[AIM OF THE EXERCISE] Set down exactly the lines running from the line with "Could you tag the church reflection" to the end of the listing below, both ends included.

[EXERCISE DATA]
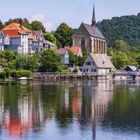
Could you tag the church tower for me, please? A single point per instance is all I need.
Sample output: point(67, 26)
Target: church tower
point(93, 17)
point(90, 37)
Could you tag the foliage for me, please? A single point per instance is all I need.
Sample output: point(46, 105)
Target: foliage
point(126, 28)
point(50, 61)
point(64, 34)
point(33, 62)
point(20, 73)
point(21, 61)
point(2, 75)
point(121, 45)
point(7, 72)
point(50, 37)
point(1, 25)
point(72, 59)
point(121, 59)
point(75, 70)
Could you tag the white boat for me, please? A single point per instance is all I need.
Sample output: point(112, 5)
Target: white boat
point(23, 78)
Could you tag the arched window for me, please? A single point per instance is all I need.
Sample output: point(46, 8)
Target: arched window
point(83, 43)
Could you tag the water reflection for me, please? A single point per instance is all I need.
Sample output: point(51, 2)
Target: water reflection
point(67, 110)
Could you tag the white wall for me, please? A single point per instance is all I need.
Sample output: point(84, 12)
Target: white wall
point(93, 68)
point(24, 43)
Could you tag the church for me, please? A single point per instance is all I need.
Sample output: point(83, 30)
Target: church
point(90, 38)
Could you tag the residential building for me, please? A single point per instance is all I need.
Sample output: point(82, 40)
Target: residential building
point(63, 52)
point(130, 68)
point(2, 37)
point(76, 50)
point(18, 38)
point(50, 45)
point(97, 63)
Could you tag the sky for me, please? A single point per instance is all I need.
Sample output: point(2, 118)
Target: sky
point(73, 12)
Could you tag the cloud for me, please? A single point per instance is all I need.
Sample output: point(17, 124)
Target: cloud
point(42, 18)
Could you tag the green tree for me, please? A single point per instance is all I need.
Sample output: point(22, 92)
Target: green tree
point(1, 25)
point(50, 37)
point(121, 59)
point(64, 34)
point(121, 45)
point(33, 62)
point(37, 25)
point(21, 61)
point(50, 61)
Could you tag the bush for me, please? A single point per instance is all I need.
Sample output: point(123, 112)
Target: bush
point(75, 70)
point(7, 72)
point(20, 73)
point(2, 75)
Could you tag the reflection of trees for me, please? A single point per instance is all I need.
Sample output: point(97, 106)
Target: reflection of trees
point(124, 112)
point(29, 106)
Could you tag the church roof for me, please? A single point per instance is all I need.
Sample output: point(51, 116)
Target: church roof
point(93, 31)
point(15, 29)
point(101, 60)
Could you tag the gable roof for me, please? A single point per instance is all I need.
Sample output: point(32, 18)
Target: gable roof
point(74, 49)
point(93, 31)
point(15, 29)
point(61, 51)
point(132, 68)
point(33, 37)
point(49, 43)
point(101, 60)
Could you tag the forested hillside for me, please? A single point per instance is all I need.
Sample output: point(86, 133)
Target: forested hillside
point(125, 28)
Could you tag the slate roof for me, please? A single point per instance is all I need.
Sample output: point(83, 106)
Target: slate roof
point(101, 60)
point(61, 51)
point(93, 31)
point(73, 49)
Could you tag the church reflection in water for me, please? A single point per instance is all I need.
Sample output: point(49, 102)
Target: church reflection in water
point(25, 109)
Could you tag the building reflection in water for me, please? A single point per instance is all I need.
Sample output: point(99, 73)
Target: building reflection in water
point(26, 108)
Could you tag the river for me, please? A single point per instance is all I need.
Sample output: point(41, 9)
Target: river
point(85, 110)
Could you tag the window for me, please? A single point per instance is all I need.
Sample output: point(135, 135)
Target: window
point(88, 63)
point(1, 40)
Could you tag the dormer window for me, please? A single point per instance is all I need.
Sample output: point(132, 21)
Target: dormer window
point(1, 40)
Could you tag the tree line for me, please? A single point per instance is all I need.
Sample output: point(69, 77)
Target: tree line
point(122, 34)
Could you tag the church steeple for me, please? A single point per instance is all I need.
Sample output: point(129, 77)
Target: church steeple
point(93, 16)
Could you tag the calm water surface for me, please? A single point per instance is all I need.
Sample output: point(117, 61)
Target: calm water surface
point(69, 111)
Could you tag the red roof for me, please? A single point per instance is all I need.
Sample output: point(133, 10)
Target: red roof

[THE OUTPUT]
Could you tag the church reflection in water for me, please? A single point per instance is all I need.
Sample output: point(49, 102)
Target: church reflection in water
point(25, 109)
Could you tag the building reflection in water for me, please? A single point per instance is all I need.
Sample output: point(99, 73)
Target: building reflection in water
point(26, 108)
Could you tag the river for me, please? A single point per instance is all I need.
Sample output: point(41, 9)
Target: river
point(85, 110)
Could you tag the window for me, please? A single point per instance is all I need.
Sample output: point(135, 135)
Target: window
point(88, 63)
point(1, 40)
Could you tag the dormer window for me, please? A single point per instance is all I need.
Sample output: point(132, 21)
Target: dormer window
point(1, 40)
Could you tag the tree line for me, please? A single point per instance is all I need.
Sample output: point(69, 77)
Target: tree line
point(122, 34)
Could you tag the church steeple for me, please? A single point per instance is all I need.
Sample output: point(129, 77)
Target: church steeple
point(93, 16)
Could you tag the calm water surface for me, please? A single point per instance is all I need.
Sample output: point(117, 61)
Target: calm water surface
point(69, 111)
Could you tag the red roof for me, please? A single point per instance is all I need.
Sample output: point(133, 10)
Target: red roof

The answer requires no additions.